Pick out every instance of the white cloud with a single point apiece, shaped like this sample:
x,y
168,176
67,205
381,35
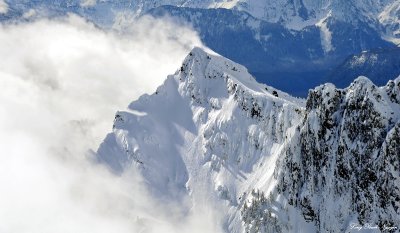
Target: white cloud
x,y
61,83
3,7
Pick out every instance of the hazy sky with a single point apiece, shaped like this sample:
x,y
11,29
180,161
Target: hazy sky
x,y
61,83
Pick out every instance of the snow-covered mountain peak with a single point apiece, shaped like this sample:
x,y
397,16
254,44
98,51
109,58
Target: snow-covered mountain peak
x,y
210,128
207,70
212,134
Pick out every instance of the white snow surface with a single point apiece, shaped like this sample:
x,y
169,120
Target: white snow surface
x,y
209,134
212,135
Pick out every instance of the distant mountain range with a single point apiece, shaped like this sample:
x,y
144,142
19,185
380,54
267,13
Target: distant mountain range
x,y
292,45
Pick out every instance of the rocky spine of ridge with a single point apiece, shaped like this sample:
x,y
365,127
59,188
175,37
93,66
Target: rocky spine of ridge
x,y
343,166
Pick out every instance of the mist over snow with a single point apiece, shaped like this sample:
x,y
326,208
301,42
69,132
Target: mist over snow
x,y
61,84
3,7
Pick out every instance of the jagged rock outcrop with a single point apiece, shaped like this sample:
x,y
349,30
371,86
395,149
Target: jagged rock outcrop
x,y
343,164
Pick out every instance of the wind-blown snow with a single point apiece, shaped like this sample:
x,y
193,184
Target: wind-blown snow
x,y
326,35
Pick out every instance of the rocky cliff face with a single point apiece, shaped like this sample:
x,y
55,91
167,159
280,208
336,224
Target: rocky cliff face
x,y
344,164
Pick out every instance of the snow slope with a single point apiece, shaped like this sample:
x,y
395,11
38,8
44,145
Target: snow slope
x,y
209,132
212,134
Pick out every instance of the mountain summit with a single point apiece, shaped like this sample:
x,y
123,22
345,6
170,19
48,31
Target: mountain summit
x,y
212,134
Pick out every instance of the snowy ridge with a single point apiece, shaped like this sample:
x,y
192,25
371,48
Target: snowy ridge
x,y
210,130
211,133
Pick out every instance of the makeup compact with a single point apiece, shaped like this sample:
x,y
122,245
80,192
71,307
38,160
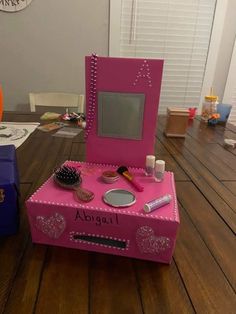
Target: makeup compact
x,y
119,198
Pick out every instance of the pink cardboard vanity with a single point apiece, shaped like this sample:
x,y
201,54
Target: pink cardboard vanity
x,y
56,218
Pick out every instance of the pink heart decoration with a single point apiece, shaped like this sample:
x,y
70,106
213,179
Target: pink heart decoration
x,y
148,242
52,226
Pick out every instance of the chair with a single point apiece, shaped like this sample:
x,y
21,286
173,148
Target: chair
x,y
66,100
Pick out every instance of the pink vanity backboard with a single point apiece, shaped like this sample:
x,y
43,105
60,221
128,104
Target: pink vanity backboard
x,y
122,75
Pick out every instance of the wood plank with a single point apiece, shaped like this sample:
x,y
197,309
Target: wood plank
x,y
162,289
171,165
26,283
113,287
220,197
231,185
11,251
225,155
208,288
216,164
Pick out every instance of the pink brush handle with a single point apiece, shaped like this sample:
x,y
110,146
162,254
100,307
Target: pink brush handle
x,y
138,187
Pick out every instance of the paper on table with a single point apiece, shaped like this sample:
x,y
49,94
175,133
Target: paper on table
x,y
16,133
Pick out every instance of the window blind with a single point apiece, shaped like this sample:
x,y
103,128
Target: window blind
x,y
177,31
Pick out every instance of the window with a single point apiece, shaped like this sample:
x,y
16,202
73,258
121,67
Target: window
x,y
178,31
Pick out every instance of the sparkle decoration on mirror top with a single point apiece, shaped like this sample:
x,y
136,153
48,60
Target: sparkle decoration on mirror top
x,y
92,94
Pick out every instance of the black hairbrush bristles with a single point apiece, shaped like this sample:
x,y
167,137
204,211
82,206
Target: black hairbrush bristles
x,y
67,175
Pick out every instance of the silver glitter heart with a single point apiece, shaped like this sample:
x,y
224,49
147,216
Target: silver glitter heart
x,y
148,242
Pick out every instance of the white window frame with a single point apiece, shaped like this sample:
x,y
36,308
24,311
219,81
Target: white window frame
x,y
215,41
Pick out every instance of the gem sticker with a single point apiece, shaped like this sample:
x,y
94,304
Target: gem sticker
x,y
52,226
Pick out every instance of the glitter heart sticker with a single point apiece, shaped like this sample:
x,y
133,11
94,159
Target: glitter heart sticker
x,y
148,242
52,226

** Work order **
Output the listing word for word. Drop the pictures.

** Result for this exercise **
Pick out every instance of the white cloud with a single point apiece, shaped like this sample:
x,y
168,176
67,205
381,35
Target: white cloud
x,y
61,83
3,7
Pick out every instance of the hazy sky with a single point apiece, shaped like this sample:
x,y
11,29
180,161
Target: hazy sky
x,y
61,83
Pick out every instance of the snow-covered mountain peak with a single point apiece, shaped like this sample:
x,y
397,16
254,44
98,51
109,58
Target: snow-covered mountain peak
x,y
210,128
207,70
212,134
Pick out every instance of the white snow surface with a single point apiece, shaped like this sample:
x,y
169,120
Target: white snow surface
x,y
209,134
212,135
Pick out every instance of the distant mountain range with a single point apiece, shaped like this sample:
x,y
144,142
19,185
380,54
267,13
Target: distant mountain range
x,y
292,45
Pick out every instance of the rocky spine of ridge with a single point apiece, shaped like this sample:
x,y
365,127
59,188
175,37
93,66
Target: rocky spine of ridge
x,y
343,166
Pick out every instance of the mist over snow with a single point apiece, shaped like this sample:
x,y
326,208
301,42
69,132
Target: mist over snow
x,y
61,84
3,7
Pick out every instance of the jagged rock outcrop with a single point apiece, shaped like this sample:
x,y
349,30
371,86
395,149
Target: jagged rock outcrop
x,y
343,164
Pick out every instance of the wind-blown snow with a single point apiece, shaped like this sample:
x,y
193,184
Target: wind-blown snow
x,y
326,35
Pick out every instance of the rocky cliff face with a single point apiece, shaped like this sample:
x,y
55,91
167,159
280,208
336,224
Target: rocky cliff face
x,y
344,164
Pick out every instance of the snow slope with a single point apiece, shaped like this sample:
x,y
395,11
38,8
44,145
Target: snow slope
x,y
209,132
212,134
Pick out every instance of the mountain summit with a single point apiece, shaped like this sample:
x,y
123,22
345,6
170,19
48,31
Target: mountain summit
x,y
212,134
Pick out every instance of the snowy ridge with a single point apiece, shaped like this sample:
x,y
192,25
371,48
Target: snowy ridge
x,y
210,130
211,133
Pick out every instance of the makeup compact with a single point apiece, shaped like this sample:
x,y
122,245
80,192
71,307
38,160
Target: makeup compact
x,y
119,198
Pick out every instance of the pink cardboard vanity with a single point apiece, shaped like this sample:
x,y
201,54
Target: pink cardboard vanity
x,y
56,218
Pick out every instance of the pink heart decoration with a single point apiece, shaped like this sample:
x,y
70,106
213,179
Target: pink heart decoration
x,y
148,242
52,226
Pick out every instance of the chair with a single point apiece, shaped like this sample:
x,y
21,286
173,148
Target: chair
x,y
66,100
Pick out every instance of the pink vanity backboard with a single point apiece, shaped like this sample:
x,y
43,105
60,221
128,104
Target: pink vanity backboard
x,y
122,75
Pick out every instance of the wood plank with a single point apiece, shaped like this sample:
x,y
197,309
Target: wood plank
x,y
162,289
171,165
26,283
113,287
220,197
231,185
11,251
225,155
208,288
216,164
Pick out every instance of the pink brush handle with a single point apiece, shaped like this sample:
x,y
110,146
162,254
100,307
Target: pink brush handle
x,y
138,187
Pick out every instance of the paper on table with a single point apiece, shaped like this sample:
x,y
49,94
175,133
Target: paper on table
x,y
16,133
Pick out every instance of the window blind with a single point apiece, shaped like this sample:
x,y
103,128
Target: window blind
x,y
177,31
Pick out every instance of the window with a single point apiece, shaped like this sample:
x,y
16,202
73,258
121,67
Target: window
x,y
178,31
Pick out every instance of the sparkle decoration on mirror top with a single point apiece, shaped like this sample:
x,y
136,153
48,60
Target: sparkle decoration on mirror top
x,y
92,94
Pick out every instance of the black hairbrush bristles with a single point apiece, shaped like this sample:
x,y
167,137
204,211
82,206
Target: black hairbrush bristles
x,y
67,175
Pick out every instance of the silver glitter heart with a single point apiece, shaped like this sample:
x,y
224,49
147,216
Target: silver glitter heart
x,y
148,242
Pick out every instance of the white window frame with a single point apiece, shaped like this sample:
x,y
36,308
24,311
219,81
Target: white window frame
x,y
215,41
Pick out every instance of the gem sticker with a single point apiece, shaped like this sample:
x,y
94,304
Target: gem sticker
x,y
52,226
Pick out every instance of the glitter heart sticker with a single point apiece, shaped like this sample:
x,y
133,11
94,159
Target: glitter heart sticker
x,y
148,242
52,226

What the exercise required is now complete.